= ASSIGNMENT =
Repeat the records exactly. Leave out the pictures.

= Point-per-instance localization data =
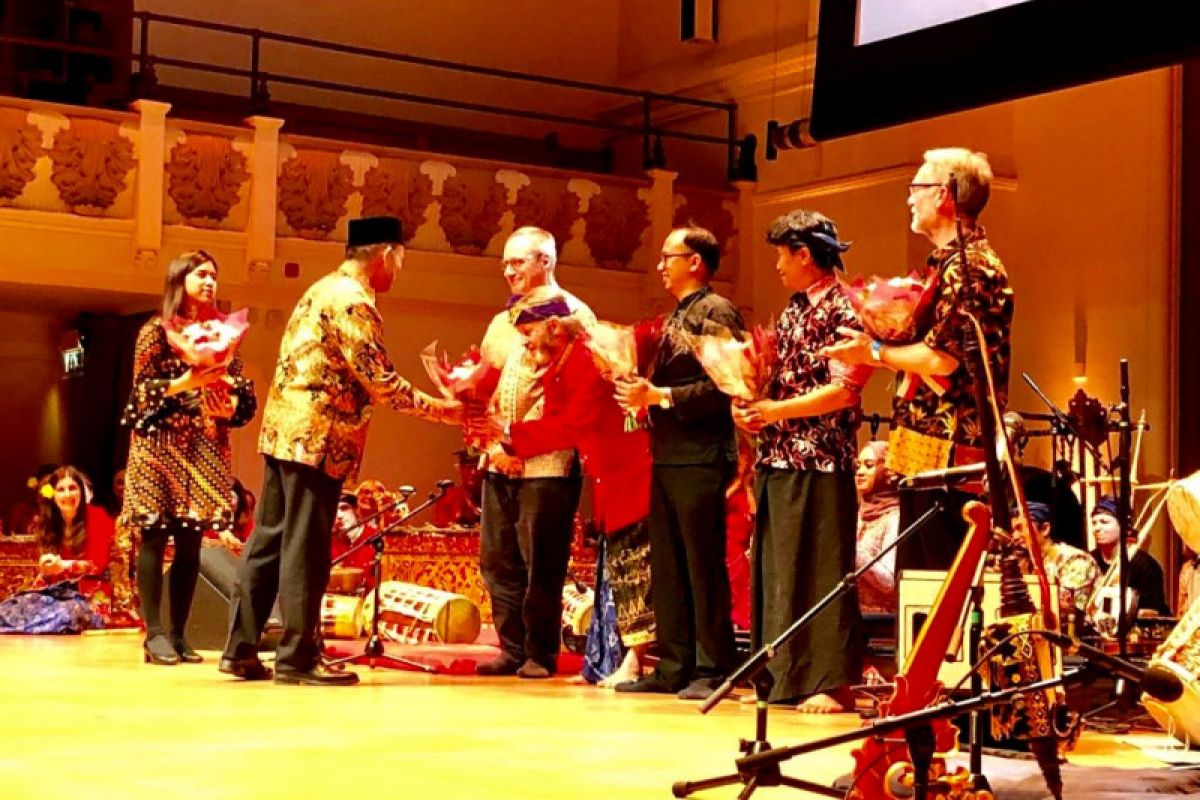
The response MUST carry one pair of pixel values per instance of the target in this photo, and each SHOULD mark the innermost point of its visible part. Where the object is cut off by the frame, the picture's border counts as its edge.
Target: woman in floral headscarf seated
(879, 522)
(72, 591)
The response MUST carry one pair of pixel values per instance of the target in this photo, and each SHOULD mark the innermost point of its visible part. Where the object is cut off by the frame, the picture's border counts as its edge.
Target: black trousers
(288, 555)
(184, 572)
(936, 545)
(689, 582)
(804, 545)
(523, 552)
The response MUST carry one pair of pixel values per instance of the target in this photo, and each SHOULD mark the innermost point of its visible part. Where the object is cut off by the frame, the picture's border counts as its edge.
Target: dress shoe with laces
(316, 675)
(502, 665)
(648, 685)
(157, 650)
(533, 669)
(699, 690)
(186, 654)
(245, 668)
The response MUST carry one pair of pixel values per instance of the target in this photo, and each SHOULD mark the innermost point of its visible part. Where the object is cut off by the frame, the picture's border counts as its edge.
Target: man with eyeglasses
(695, 457)
(333, 368)
(935, 419)
(528, 509)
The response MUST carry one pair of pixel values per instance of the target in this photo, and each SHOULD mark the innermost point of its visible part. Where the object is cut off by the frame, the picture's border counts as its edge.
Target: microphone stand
(373, 653)
(755, 768)
(755, 671)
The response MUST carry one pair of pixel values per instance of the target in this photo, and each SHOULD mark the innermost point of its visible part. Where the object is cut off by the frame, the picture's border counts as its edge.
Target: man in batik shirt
(333, 367)
(808, 505)
(935, 419)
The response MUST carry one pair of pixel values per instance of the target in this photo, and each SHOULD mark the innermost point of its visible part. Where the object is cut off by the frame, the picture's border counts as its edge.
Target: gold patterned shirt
(519, 394)
(983, 292)
(333, 367)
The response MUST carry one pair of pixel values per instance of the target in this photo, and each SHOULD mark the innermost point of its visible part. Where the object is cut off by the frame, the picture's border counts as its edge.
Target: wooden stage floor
(83, 720)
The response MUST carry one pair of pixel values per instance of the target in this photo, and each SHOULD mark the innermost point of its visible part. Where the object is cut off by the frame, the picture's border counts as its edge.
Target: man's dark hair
(810, 229)
(702, 242)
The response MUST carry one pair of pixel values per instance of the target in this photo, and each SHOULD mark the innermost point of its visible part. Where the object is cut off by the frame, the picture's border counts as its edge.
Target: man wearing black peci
(695, 455)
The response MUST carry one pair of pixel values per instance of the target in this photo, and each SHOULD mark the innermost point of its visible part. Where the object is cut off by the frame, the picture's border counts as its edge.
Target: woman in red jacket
(75, 539)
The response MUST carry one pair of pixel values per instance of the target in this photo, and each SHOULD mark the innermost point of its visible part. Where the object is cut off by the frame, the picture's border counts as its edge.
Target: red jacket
(580, 411)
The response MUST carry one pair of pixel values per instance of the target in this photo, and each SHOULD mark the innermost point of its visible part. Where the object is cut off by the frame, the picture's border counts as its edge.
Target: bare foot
(629, 669)
(839, 701)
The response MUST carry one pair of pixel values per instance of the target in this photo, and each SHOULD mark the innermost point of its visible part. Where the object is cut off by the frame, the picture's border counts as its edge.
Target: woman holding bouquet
(179, 481)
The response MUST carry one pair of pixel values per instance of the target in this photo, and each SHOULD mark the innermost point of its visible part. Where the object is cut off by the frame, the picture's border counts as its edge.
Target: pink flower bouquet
(209, 342)
(741, 367)
(892, 310)
(469, 378)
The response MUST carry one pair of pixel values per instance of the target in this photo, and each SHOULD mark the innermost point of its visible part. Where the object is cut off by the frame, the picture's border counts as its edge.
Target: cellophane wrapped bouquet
(895, 310)
(208, 342)
(471, 379)
(741, 365)
(625, 350)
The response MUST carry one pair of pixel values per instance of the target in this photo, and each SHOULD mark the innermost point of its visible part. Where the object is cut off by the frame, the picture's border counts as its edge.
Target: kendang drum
(414, 614)
(347, 581)
(341, 617)
(1183, 507)
(577, 605)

= TASK OUTPUT =
The response MUST carry one pair of pixel values per instance of the target in this photo, and each SHOULD mark the innermost point of its visible part. Where the object is cut off by the frame, the picture's border counts as its edge.
Target: woman in floral headscarf seated
(879, 522)
(72, 591)
The response MUST carry one pair of pixel values per instance of the target in this photo, and each SHOULD mark the innermost point of its visible part. Where the object is cut off by the frame, the picture's border counts as its edge.
Target: black trousers
(288, 555)
(184, 572)
(936, 545)
(689, 582)
(804, 545)
(523, 552)
The response MUST carry one pair of pixel values per instance of the target in this photo, and each SHOULD mark the innermost point of its visible part. Where the object is cut off by the frame, the picture's border counts as its edge.
Target: dress shoe with laces
(316, 675)
(502, 665)
(648, 685)
(157, 650)
(533, 669)
(699, 690)
(186, 654)
(245, 668)
The response MUST carry one pair of pixel values per instance of the target in this photo, and each SHOULD mark the innermost point of its visible part. Where the object is cut off by the frame, the picture's border counts as its edge.
Target: man with eyeglasses
(695, 457)
(333, 368)
(935, 419)
(528, 509)
The response MUST carry one pair of pixel values per instance of the target in this photo, and each SHOULD mark the innermost point of its visible part. Where the object is cut off by the frame, the picture's border counts as its edge.
Target: microphone stand
(373, 653)
(755, 768)
(755, 671)
The response MUST carry one pair of pixel values per instance of the target in this photo, and each SHOULD mark the innermost point of its visible part. Where the object is cut off by the frame, the picture's border counts as its edge.
Target: man in batik shirt
(333, 367)
(808, 505)
(935, 419)
The response MUST carry one pair of pixel values per instance of the target in this photo, and each SHOULD mark the innermost point of its visible part. Where the object is cut off by the frame, the picture's border counts as its edge.
Target: gold patterned shirt
(519, 394)
(983, 292)
(333, 367)
The response MUST carry one pair of pixel values per instance of the target in this photo, and each SHOULD mark the innermost point of its visible part. Where the object is cut off by the frame, the picture's border counts as its edge.
Target: wooden stage floor
(83, 720)
The response MUST carry one pair of pixel values per instance of the target in this photo, and each SHOULD mark the innermost point of its visible part. Where the object is cut off by the frame, the picture's border counts as its edge.
Target: man's dark hair
(810, 229)
(702, 242)
The response MUST carry one pair of pixel values per instance of the target in this photo, and each SHOULD mark the innermost point of its visible part. Where the object is cut off by the frame, the picture's border counts as its edge.
Target: man wearing black peci
(695, 455)
The response MUST carry one pair of pixel values per instance of the target in this photo, and each SHOULD mark the innermost point of its visible part. Where the object is cut off by the frame, the picture's border counts as its edge.
Target: woman in red jacket
(75, 539)
The response MUST carry one pair of pixel values per instance of the target in this photo, and each SHOULD mark the innermost point of its visible part. Where the object is cut off by the frame, the picture's border counts as its edge.
Target: red jacket
(580, 411)
The response MUST carry one pair of pixel values per instance of the target in this photo, and each SHOULD mark the innermost point of its visible part. Where the object is cut off by the frame, the picture's border counts as its edge.
Target: bare foot
(629, 669)
(839, 701)
The response MUST carry one pair of pixel values per instance of the target in this photo, and each SHOULD mark the innermost point of its visible part. Where the object is cut off by the frame, the picture's border counts as its edge.
Target: woman holding bouquet
(179, 481)
The response MUST carry one pair of pixel values per instance of the target in this photo, and each SHOULD mark the innermost point of its visible part. Where the object is cut off by the frame, the picture's border counts as its edge.
Target: pink flower bouquet
(209, 342)
(741, 367)
(892, 310)
(469, 378)
The response MUST carry one pair of pixel values per instance of the target in this photo, and each SHOULD mark the innermost point of its visible part. Where the object is cut off by the frame, the picture's border counts as its edge.
Target: cellophane wrapped bouquet
(895, 310)
(208, 342)
(471, 379)
(741, 365)
(625, 350)
The response MUST carry one pair of pixel values per instance of the target in this photo, and each SHOULD mark the innermost point of its visible part. Where the object is cut off by the frame, the picture's border counts as its edge.
Target: kendang drum
(414, 614)
(347, 581)
(341, 617)
(1183, 507)
(577, 605)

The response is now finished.